■ Source data:

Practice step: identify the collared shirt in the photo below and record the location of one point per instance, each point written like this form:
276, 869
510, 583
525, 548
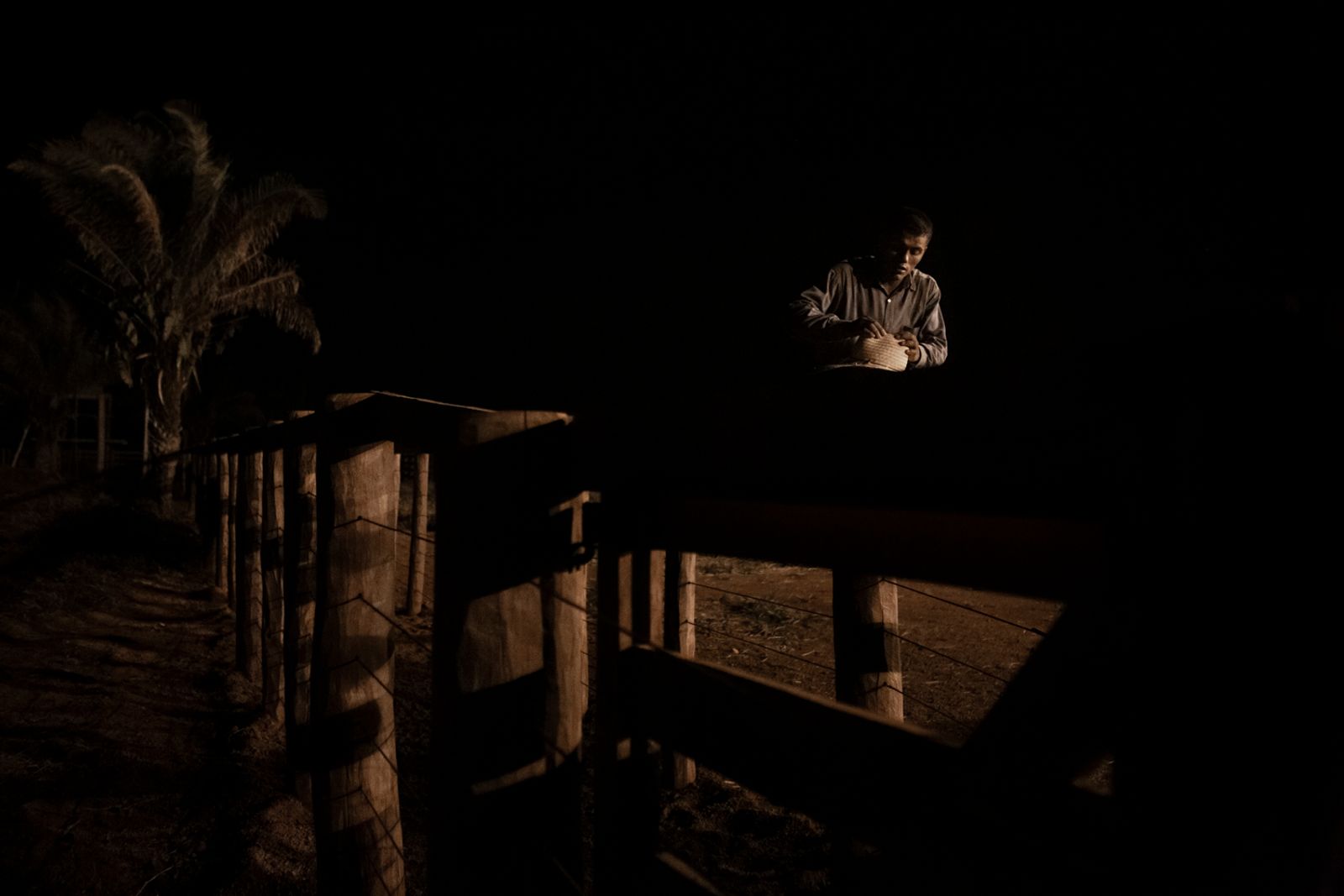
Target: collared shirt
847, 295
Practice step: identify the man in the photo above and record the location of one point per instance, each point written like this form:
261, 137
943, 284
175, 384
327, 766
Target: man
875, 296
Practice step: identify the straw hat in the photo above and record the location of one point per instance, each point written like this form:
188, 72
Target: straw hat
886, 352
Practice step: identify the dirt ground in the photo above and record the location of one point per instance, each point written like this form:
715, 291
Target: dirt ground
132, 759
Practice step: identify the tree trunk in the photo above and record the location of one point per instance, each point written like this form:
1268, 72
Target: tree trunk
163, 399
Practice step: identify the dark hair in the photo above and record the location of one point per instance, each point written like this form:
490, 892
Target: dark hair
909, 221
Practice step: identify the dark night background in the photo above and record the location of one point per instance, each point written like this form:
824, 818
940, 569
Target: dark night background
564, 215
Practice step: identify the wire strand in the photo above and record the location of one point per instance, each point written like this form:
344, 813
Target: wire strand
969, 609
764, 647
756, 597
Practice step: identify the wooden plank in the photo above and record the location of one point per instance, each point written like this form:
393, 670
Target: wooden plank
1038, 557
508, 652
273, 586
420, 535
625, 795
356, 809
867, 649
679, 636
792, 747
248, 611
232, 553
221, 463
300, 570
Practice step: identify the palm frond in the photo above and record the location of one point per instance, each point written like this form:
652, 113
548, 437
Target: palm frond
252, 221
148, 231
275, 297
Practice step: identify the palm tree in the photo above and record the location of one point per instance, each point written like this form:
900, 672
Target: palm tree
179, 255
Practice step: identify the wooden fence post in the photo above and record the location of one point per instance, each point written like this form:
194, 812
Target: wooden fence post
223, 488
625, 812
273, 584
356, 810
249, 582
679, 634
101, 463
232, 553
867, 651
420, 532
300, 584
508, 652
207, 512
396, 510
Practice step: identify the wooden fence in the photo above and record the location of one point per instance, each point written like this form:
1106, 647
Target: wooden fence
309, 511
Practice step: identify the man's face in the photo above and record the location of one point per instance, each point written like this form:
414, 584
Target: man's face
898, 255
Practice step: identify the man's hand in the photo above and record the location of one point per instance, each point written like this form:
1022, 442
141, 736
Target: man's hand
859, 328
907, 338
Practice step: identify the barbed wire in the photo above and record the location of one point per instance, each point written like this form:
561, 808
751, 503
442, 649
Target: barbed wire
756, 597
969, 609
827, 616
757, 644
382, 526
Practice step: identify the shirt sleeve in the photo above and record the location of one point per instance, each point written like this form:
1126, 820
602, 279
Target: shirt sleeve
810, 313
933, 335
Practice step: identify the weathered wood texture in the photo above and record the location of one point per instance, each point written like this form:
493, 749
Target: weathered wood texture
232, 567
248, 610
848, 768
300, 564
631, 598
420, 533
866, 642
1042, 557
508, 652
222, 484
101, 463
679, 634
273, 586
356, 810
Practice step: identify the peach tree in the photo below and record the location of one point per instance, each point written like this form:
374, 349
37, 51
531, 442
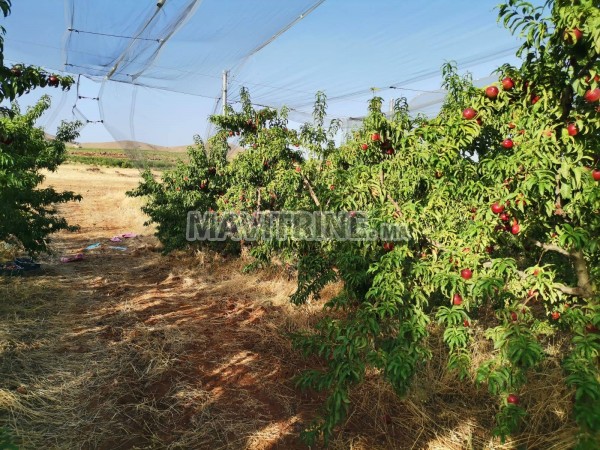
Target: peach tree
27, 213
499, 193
==
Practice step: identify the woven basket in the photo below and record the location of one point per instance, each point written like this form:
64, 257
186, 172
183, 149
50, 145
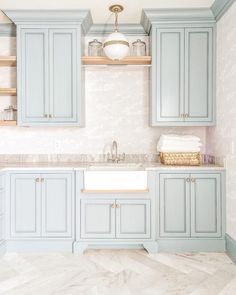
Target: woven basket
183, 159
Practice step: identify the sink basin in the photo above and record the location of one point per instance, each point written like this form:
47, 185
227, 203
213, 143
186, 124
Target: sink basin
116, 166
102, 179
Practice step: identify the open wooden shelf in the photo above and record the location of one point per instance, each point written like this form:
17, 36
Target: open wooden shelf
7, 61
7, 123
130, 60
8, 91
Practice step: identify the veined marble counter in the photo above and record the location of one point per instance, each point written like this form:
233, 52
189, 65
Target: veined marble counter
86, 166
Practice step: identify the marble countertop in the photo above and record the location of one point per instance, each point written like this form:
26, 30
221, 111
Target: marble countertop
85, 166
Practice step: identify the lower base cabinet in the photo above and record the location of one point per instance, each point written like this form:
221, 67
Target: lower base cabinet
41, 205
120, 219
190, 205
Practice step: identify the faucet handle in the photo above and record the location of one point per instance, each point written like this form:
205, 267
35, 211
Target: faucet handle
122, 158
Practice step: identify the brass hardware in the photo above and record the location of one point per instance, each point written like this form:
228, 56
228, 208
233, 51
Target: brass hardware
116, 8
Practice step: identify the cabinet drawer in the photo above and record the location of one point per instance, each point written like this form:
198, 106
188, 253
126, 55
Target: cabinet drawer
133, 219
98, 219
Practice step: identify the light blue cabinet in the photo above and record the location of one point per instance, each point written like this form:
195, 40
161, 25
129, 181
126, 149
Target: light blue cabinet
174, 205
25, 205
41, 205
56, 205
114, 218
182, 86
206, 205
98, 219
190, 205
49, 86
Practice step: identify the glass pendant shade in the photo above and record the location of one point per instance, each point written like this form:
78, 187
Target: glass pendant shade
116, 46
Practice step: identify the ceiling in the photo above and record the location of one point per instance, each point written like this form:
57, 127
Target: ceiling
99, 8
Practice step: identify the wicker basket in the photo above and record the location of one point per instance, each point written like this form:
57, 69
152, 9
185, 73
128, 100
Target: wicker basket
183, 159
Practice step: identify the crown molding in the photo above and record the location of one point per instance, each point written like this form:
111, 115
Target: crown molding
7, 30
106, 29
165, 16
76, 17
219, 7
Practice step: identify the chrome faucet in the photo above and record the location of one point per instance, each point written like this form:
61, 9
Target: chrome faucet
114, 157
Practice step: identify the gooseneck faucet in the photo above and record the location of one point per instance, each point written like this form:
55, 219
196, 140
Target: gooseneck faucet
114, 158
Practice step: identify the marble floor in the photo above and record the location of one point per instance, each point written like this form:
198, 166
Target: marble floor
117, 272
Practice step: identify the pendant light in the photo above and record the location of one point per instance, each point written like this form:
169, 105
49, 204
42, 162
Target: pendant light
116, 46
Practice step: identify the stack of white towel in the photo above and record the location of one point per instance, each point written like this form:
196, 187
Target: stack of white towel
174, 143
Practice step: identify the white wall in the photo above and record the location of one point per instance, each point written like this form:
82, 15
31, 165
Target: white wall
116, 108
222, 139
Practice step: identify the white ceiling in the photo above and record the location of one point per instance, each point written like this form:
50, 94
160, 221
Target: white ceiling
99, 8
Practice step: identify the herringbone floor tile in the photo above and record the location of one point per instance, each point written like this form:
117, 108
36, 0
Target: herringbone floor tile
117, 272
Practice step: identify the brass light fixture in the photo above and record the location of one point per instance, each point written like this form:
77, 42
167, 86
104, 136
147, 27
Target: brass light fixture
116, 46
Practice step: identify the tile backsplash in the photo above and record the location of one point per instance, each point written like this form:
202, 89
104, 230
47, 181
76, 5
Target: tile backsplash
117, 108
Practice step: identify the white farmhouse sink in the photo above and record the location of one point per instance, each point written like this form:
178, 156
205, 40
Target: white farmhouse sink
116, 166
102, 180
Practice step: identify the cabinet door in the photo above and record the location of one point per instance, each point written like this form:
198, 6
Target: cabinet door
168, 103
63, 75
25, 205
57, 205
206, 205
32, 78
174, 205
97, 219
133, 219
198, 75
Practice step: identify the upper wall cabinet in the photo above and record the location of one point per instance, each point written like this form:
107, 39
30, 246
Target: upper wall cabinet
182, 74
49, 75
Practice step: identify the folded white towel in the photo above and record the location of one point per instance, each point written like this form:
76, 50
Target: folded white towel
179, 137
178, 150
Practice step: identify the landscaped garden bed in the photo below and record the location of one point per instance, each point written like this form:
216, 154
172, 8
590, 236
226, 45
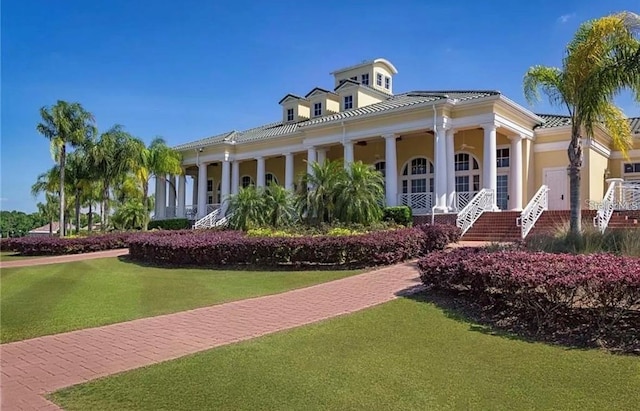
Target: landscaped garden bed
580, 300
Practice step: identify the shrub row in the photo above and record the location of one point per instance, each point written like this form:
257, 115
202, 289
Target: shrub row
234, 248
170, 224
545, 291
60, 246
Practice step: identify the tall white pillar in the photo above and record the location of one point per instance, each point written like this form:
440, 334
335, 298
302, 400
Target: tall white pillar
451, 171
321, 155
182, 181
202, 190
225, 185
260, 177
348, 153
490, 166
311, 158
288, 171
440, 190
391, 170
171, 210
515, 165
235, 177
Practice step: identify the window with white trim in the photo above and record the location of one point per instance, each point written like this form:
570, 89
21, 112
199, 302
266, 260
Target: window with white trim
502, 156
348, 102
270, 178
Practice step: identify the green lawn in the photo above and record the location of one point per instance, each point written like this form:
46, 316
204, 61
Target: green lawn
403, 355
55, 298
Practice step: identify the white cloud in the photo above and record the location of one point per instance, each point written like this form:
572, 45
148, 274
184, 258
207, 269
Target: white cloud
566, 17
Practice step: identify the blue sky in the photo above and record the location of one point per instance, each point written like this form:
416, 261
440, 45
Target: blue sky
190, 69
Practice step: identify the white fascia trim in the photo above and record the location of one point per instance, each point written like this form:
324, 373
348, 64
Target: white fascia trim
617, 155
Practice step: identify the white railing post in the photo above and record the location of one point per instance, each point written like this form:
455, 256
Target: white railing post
==
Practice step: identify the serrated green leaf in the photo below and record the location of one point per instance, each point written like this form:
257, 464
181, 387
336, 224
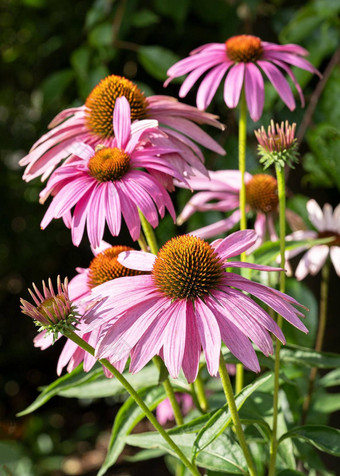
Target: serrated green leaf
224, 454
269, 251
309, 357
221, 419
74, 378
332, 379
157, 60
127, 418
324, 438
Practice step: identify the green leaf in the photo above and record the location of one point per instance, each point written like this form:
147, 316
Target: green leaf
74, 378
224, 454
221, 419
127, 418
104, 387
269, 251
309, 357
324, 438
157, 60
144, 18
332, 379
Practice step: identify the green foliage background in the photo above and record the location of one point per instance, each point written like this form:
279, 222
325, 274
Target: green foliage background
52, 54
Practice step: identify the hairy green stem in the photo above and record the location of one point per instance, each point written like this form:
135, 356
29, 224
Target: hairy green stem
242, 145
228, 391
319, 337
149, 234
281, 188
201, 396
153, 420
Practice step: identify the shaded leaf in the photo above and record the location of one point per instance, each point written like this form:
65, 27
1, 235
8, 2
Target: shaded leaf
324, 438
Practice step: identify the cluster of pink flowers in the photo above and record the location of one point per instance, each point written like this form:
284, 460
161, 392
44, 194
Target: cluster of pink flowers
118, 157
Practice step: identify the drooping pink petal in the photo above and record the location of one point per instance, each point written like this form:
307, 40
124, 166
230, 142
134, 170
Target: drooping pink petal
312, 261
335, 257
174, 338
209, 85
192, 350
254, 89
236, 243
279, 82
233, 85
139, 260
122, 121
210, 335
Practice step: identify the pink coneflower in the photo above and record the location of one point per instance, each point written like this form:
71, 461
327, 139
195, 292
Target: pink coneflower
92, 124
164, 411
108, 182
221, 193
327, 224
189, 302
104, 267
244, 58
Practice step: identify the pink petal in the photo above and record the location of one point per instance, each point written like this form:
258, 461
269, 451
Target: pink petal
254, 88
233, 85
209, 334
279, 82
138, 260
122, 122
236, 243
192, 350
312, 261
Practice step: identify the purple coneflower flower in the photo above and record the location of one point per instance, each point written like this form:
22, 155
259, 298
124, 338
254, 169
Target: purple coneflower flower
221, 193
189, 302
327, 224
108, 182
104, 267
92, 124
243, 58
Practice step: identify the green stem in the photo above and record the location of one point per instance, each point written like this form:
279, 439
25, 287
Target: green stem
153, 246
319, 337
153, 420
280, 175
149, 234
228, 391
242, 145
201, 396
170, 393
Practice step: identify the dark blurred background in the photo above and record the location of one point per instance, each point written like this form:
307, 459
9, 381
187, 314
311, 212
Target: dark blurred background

■ Goal of the exercise:
Which lines above include "railing"? Show each of them by copying it.

■ Task solution:
Practice step: identify the white railing post in the photo above and record the location of one point per instance, each point written like this form:
Target: white railing post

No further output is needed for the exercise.